Двадцать шесть лет спустя после выхода в свет своей первой книги Моррис в докладе на седьмом ежегодном собрании Общества защиты старинных зданий 1 июля 1884 года скажет, что академические историки «не умели открыть громадные залежи знаний, которые остались сокрыты в этих [средневековых] книгах и которые обнаруживаются, если их изучать, пользуясь историческим методом. Правда, эти книги писались по большей части для иных целей, а вовсе не для того, чтобы дать знания грядущим поколениям. Даже самые честные из писателей были вынуждены воспринимать жизнь сквозь призму традиционной морали своего времени... человек добросовестный, приложив достаточно стараний, может обычно разглядеть сквозь вуаль софистики подлинную жизнь, таящуюся в письменных памятниках прошлого... Но академические историки... не могли справиться с этой задачей: над ними тяготело проклятие хоть и бессознательного, но рокового искажения правды. Историческое прошлое, которое они рисовали себе, было нереальным...» (405). Но постепенно «туман педантической учености медленно рассеивался» и появился «новый дух в истории»: «Нет уже более поверхностной насмешки над ошибками и заблуждениями прошлого с высот так называемой «цивилизации», а есть глубокое понимание полуосознанных целей прошлого, идущего к этим целям. Вопреки всем препонам и недостаткам, которые мы не без горести осознаем сейчас... Что касается средств для такого нового постижения истории, то их преимущественно два: изучение языка и изучение археологии, -иными словами, первое исследует выражение мыслей человека посредством речи, второе посредством изделий ручного труда, то есть летописи творческих свершений человека. Меня очень привлекает первое средство, особенно та его сторона, которая тяготеет к сравнительной мифологии и столь отчетливо обнаруживает единство человечества, но у меня недостаточно знаний, чтобы говорить о нем» (406).

::::::

_Короткое задание a:_
Перепиши строки набора данных, начиная со строки, содержащей "Target: black framed mirror", и заканчивая последней строкой набора, в виде списка JSON из строк, по одной на каждую строку, без пустых строк.

Строки набора данных
::::::

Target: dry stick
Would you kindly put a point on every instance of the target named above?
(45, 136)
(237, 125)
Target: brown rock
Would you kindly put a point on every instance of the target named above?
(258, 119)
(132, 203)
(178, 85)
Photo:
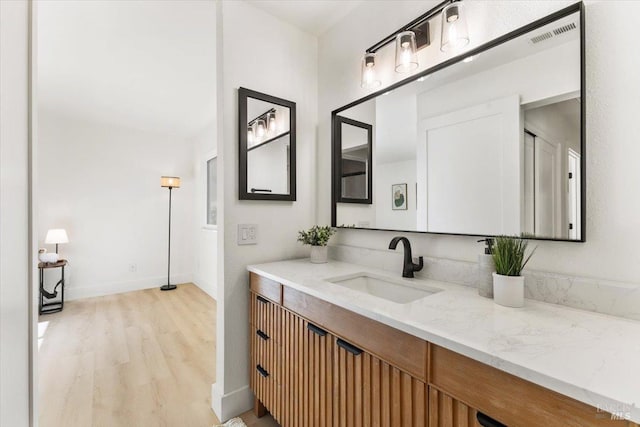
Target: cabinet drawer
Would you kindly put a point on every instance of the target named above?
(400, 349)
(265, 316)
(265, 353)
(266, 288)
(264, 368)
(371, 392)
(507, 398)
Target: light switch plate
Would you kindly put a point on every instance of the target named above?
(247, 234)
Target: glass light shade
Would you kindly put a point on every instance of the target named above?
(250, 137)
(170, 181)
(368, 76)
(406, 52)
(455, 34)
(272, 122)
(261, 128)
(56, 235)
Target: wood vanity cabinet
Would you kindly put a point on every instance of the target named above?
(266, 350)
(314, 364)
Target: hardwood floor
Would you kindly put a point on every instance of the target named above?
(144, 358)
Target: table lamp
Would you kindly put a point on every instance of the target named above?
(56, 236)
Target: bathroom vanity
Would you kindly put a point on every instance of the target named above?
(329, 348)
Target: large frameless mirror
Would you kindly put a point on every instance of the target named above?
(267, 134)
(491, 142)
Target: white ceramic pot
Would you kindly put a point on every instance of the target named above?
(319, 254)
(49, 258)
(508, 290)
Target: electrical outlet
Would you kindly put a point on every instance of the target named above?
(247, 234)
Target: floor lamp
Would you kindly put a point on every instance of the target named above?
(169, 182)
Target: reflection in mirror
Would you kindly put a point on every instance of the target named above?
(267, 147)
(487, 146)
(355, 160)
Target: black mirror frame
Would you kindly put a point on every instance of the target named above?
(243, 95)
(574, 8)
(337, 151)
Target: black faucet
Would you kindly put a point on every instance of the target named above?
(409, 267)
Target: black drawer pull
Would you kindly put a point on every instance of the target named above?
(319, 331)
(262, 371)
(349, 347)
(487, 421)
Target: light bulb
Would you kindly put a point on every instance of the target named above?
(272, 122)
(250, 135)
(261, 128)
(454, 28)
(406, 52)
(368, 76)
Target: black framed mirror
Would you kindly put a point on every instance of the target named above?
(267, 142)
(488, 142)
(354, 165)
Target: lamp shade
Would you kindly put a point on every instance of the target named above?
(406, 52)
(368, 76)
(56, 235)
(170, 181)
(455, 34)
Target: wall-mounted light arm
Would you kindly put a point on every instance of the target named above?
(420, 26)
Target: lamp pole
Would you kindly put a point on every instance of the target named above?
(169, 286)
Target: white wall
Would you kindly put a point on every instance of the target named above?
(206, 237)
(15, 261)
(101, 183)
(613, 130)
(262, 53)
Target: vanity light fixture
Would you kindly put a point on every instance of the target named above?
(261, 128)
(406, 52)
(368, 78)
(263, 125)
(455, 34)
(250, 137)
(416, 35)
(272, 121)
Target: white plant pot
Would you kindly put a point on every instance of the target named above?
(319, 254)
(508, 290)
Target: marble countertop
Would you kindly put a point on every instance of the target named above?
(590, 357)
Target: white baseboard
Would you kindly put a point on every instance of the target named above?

::::::

_Короткое задание b:_
Какие два средства нового постижения истории называет Моррис во фрагменте текста?

_Письменный ответ a:_
[
  "Target: black framed mirror",
  "Would you kindly put a point on every instance of the target named above?",
  "(267, 142)",
  "(488, 142)",
  "(354, 165)",
  "Target: lamp shade",
  "Would you kindly put a point on every instance of the target named above?",
  "(406, 52)",
  "(368, 76)",
  "(56, 235)",
  "(170, 181)",
  "(455, 34)",
  "Target: wall-mounted light arm",
  "Would you kindly put a point on every instance of the target named above?",
  "(420, 26)",
  "Target: lamp pole",
  "Would you kindly put a point on every instance of the target named above?",
  "(169, 286)",
  "Target: white wall",
  "Would you kindly put a point on every instance of the target named above?",
  "(206, 237)",
  "(15, 261)",
  "(101, 183)",
  "(613, 130)",
  "(262, 53)",
  "Target: vanity light fixture",
  "Would you kindly put a point on every instance of the target named above?",
  "(261, 128)",
  "(406, 52)",
  "(368, 78)",
  "(263, 125)",
  "(455, 34)",
  "(250, 137)",
  "(416, 35)",
  "(272, 121)",
  "Target: white plant pot",
  "Would you kindly put a point on every instance of the target named above?",
  "(319, 254)",
  "(508, 290)",
  "Target: marble countertop",
  "Would you kindly put a point on every instance of the target named above?",
  "(590, 357)",
  "Target: white baseboard",
  "Would you kindly put a point on every instance of the target named above?"
]

_Письменный ответ b:_
Изучение языка и изучение археологии.